Botswana, Foto T.Abritta, 2008

quinta-feira, 23 de outubro de 2014

Testemunho 2014: Um dia ensolarado no Rio

Teócrito Abritta
            Teócrito Abritta, 68 anos, é Físico e Escritor. Foi Professor do Instituto de Física da UFRJ, colunista do jornal Montbläat, publicando quase duzentos artigos, crônicas e contos. Tem também colaborado em diversas publicações na Internet, em boletins de empresas, partidos políticos e blogs, bem como em revistas literárias. Publicou os livros “Memória, História e Imaginação” (2010), “Cidades de Memórias” (2011) – primeiro lugar em Crônica UBE/RJ (2012) e “Os Meus Papéis” (2013) – terceiro lugar em Crônica UBE/RJ (2014), pela Oficina do Livro Editora. Participou de diversas antologias. Escreveu prefácios para livros e apresentações de exposições artísticas.


Um dia ensolarado no Rio

...é assim:
          Podemos iniciar com uma visita à Natureza, admirando o colorido tapete vermelho-púrpura da floração de um Jambeiro que sobrevive nos jardins do Instituto Moreira Salles (V. Figura 1).
          Volta aos tempos da infância, da molecada empanturrando-se de jambos pelas ruas da cidade.
          Memória apagada pela pobre consciência ambiental.  Árvores impiedosamente abatidas com a alegação de que seus frutos e flores destruíam os carros, corroendo-lhes as pinturas.
          O culto do automóvel celebrando a ascensão social.

          Que tal refugiar-nos em pedaços do Rio Antigo?
          Visitar a Rua do Lavradio e adjacências?
          Admirar belos casarões emoldurados pelo céu azul.  Participar de uma Roda de Samba no Armazém do Senado.
          Comer pipoca – salgada ou doce.
          Um chope no Bar Brasil, ou até mesmo comer orelha de porco com caipirinha no meio da rua, admirando a imagem do recorte arquitetônico contra o glorioso azul celeste, refletida em uma poça de esgoto!
          Andar sobre velhos pisos de granito ou nos arabescos de ladrilhos hidráulicos.  Cortar cabelo em uma barbearia popular ou de “elite”, com cadeiras forradas com roto veludo vermelho e espelhos com molduras douradas descascadas.
          Explorar sinistros ambientes, atravessando a servidão de passagem sob as ruínas de um casarão incendiado, para, no final, descobrir pequena vila dos tempos antigos, com pessoas conversando sentadas em cadeiras defronte suas casas.
          Visitar velhos antiquários, escutar o pregão de leiloeiros:
Estamos mudando de ramo.  As peças estão baratíssimas.  Arrematei quase tudo de um luxuoso, e antigo, navio europeu que foi desmontado num estaleiro de Niterói.  Amanhã faremos um leilão.”

Quanto dão?  Quanto dão?

Tarefa do exercício: Transcreva sem alterações o trecho da crônica acima sobre um dia ensolarado no Rio que começa com as palavras "Visitar a Rua" e termina com "Armazém do Senado.".

Registros de apontamento:

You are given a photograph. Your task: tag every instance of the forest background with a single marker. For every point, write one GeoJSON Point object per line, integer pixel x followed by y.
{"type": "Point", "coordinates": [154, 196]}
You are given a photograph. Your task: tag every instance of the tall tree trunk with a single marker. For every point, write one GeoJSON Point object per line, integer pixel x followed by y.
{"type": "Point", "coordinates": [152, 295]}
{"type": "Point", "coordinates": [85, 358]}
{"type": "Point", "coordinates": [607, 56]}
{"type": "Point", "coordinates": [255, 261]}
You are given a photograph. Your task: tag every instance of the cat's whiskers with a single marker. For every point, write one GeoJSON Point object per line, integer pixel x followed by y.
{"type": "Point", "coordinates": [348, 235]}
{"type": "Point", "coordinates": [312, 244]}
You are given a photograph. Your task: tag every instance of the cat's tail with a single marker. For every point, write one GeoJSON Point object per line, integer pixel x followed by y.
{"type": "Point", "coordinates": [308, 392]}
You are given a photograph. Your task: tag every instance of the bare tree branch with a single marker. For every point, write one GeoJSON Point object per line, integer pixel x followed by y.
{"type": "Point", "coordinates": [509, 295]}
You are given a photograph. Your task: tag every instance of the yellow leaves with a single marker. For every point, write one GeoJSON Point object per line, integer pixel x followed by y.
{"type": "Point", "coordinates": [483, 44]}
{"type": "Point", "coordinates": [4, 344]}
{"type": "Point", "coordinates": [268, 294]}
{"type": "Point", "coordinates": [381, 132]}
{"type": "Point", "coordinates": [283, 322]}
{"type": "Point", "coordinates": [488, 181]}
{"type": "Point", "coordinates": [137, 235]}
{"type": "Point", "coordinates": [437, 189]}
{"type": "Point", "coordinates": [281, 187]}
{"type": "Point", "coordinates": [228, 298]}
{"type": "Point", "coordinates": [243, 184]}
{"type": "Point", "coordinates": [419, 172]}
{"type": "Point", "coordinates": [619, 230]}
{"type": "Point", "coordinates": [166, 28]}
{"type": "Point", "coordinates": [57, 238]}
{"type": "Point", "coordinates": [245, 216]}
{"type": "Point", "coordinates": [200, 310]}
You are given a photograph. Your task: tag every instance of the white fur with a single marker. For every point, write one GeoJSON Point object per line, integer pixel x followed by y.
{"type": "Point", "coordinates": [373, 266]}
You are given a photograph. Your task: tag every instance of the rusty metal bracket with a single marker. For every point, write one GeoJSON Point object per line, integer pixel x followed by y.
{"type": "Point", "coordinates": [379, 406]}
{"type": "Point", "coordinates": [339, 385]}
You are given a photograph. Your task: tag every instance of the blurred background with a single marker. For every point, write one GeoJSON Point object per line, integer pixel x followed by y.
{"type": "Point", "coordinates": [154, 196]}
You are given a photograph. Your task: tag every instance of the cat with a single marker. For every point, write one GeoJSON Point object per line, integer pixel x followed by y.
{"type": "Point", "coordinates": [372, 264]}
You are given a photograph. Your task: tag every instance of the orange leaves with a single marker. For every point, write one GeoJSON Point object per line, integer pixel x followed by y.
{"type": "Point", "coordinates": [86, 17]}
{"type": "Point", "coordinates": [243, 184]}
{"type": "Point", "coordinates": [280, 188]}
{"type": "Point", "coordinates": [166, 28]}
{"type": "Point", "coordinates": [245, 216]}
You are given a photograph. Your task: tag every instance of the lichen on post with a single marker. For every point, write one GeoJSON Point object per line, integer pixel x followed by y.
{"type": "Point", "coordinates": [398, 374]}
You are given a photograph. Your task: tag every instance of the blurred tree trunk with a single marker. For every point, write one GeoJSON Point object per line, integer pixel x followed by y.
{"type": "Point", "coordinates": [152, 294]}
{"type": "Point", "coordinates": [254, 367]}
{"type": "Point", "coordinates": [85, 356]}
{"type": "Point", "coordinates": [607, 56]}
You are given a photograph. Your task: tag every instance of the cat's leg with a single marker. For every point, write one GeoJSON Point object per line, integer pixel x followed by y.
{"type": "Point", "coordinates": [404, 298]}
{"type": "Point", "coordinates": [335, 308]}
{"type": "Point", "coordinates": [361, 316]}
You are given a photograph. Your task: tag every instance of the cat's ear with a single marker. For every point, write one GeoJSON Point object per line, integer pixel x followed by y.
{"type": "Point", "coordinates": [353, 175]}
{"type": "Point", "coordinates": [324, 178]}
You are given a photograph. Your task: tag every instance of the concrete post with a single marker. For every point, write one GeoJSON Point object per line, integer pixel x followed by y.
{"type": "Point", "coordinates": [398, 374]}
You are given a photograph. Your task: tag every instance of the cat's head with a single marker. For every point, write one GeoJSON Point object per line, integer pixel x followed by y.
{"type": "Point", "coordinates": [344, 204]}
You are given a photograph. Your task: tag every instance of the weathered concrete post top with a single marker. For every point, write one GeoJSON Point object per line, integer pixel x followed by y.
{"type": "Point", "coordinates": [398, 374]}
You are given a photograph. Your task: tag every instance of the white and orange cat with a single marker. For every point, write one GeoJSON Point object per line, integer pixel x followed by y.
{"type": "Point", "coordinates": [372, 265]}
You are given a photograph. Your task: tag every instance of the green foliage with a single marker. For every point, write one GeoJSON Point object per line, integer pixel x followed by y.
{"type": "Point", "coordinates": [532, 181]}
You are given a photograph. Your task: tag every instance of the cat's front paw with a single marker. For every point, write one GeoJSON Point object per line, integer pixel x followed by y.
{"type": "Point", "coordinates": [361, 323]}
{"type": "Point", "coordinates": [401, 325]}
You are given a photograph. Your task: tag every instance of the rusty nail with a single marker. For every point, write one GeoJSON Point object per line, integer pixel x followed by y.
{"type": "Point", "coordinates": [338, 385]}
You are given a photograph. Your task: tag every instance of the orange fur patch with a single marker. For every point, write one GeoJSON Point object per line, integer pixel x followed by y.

---

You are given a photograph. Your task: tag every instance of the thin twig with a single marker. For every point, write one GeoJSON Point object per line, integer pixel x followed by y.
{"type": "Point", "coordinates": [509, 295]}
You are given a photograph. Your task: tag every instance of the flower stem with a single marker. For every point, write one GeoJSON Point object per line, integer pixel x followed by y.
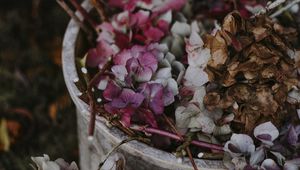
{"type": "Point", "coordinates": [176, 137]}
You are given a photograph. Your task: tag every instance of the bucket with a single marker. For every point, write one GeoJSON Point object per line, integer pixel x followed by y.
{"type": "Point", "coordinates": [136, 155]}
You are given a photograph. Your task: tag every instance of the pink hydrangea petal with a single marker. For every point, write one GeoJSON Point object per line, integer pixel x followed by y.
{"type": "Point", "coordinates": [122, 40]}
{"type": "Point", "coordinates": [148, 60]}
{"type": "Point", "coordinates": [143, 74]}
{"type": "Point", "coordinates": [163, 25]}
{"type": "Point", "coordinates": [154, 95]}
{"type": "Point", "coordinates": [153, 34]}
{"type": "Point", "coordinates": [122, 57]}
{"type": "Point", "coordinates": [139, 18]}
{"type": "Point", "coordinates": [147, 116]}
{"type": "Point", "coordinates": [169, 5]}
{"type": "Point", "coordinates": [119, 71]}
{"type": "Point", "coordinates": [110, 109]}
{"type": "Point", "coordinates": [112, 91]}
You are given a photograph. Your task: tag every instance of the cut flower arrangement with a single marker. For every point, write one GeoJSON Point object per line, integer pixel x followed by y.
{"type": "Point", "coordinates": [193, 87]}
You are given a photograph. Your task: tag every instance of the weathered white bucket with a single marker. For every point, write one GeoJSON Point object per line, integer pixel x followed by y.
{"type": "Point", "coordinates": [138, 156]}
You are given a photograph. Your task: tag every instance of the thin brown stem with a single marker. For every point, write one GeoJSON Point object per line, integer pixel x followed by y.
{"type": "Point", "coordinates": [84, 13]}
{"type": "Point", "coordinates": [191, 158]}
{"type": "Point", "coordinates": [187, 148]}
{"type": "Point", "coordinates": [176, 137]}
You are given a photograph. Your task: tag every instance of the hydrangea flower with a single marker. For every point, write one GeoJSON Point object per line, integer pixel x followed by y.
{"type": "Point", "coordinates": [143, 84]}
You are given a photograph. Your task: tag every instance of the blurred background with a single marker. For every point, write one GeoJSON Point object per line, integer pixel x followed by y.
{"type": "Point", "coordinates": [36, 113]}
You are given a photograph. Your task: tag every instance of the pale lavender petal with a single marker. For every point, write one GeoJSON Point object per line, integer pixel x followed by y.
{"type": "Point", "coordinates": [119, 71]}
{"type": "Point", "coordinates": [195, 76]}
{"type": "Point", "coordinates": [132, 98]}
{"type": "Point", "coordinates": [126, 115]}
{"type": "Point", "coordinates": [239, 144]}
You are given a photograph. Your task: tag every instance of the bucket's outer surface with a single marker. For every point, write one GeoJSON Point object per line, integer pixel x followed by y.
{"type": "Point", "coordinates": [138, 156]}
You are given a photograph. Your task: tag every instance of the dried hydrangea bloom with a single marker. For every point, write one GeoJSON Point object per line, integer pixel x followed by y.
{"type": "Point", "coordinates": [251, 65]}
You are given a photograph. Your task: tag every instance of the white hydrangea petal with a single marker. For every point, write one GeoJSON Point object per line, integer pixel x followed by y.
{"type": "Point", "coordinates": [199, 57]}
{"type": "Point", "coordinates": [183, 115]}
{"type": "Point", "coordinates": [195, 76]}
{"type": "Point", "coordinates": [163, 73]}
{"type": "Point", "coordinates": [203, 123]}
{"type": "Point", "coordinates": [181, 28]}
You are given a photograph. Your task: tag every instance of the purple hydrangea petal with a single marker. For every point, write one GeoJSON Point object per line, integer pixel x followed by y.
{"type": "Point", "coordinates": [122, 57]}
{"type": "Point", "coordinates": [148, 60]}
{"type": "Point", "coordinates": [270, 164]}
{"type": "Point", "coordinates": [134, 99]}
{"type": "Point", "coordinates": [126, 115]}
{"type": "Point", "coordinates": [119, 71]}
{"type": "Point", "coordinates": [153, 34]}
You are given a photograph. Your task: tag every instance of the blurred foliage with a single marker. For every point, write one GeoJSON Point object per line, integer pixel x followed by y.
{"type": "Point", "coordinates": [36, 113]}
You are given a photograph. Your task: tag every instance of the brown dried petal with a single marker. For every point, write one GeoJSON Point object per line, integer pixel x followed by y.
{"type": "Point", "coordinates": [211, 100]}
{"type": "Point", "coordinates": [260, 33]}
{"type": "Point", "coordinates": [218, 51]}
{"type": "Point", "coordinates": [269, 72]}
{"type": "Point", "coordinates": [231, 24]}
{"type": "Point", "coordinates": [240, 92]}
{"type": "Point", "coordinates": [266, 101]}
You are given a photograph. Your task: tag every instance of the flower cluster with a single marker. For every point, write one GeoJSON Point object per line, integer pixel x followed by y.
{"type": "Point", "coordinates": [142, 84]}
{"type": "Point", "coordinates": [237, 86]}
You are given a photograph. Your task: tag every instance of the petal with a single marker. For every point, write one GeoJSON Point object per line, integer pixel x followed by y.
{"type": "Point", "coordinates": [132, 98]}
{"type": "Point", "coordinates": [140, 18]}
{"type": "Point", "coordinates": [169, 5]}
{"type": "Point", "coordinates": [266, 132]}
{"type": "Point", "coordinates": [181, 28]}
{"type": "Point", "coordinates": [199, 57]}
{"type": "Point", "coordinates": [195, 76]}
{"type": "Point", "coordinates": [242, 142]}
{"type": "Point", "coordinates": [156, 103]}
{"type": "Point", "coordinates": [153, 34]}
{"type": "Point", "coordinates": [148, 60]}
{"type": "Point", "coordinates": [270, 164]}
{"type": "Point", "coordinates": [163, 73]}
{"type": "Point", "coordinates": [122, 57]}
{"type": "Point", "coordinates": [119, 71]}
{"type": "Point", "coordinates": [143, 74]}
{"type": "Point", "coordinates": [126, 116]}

Resposta do exercício:
Visitar a Rua do Lavradio e adjacências?
          Admirar belos casarões emoldurados pelo céu azul.  Participar de uma Roda de Samba no Armazém do Senado.